:: Stated goal ::
Reproduce every line of the items below, requests included, and shift each coordinate in the answers by adding 98 to it. Leave the pictures out of your output.

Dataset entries
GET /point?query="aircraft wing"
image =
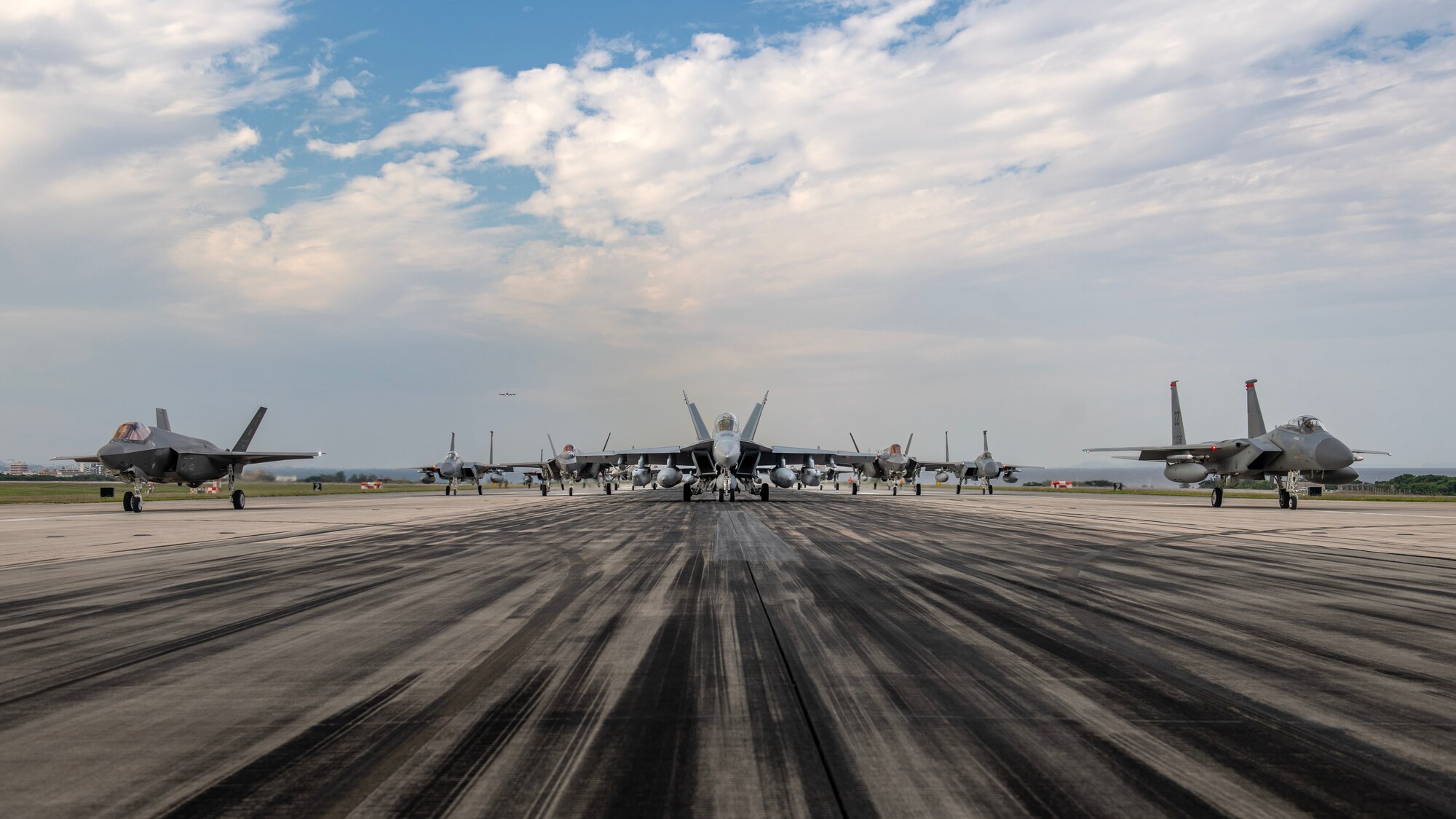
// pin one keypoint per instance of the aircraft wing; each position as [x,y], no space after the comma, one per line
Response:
[799,455]
[1163,452]
[245,458]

:: Problem solution ::
GET /point?query="aircraft wing"
image =
// pin one keypoint per instance of the aircraft wing; each position as [x,y], no space after the comma, one per line
Response:
[897,553]
[1261,550]
[343,556]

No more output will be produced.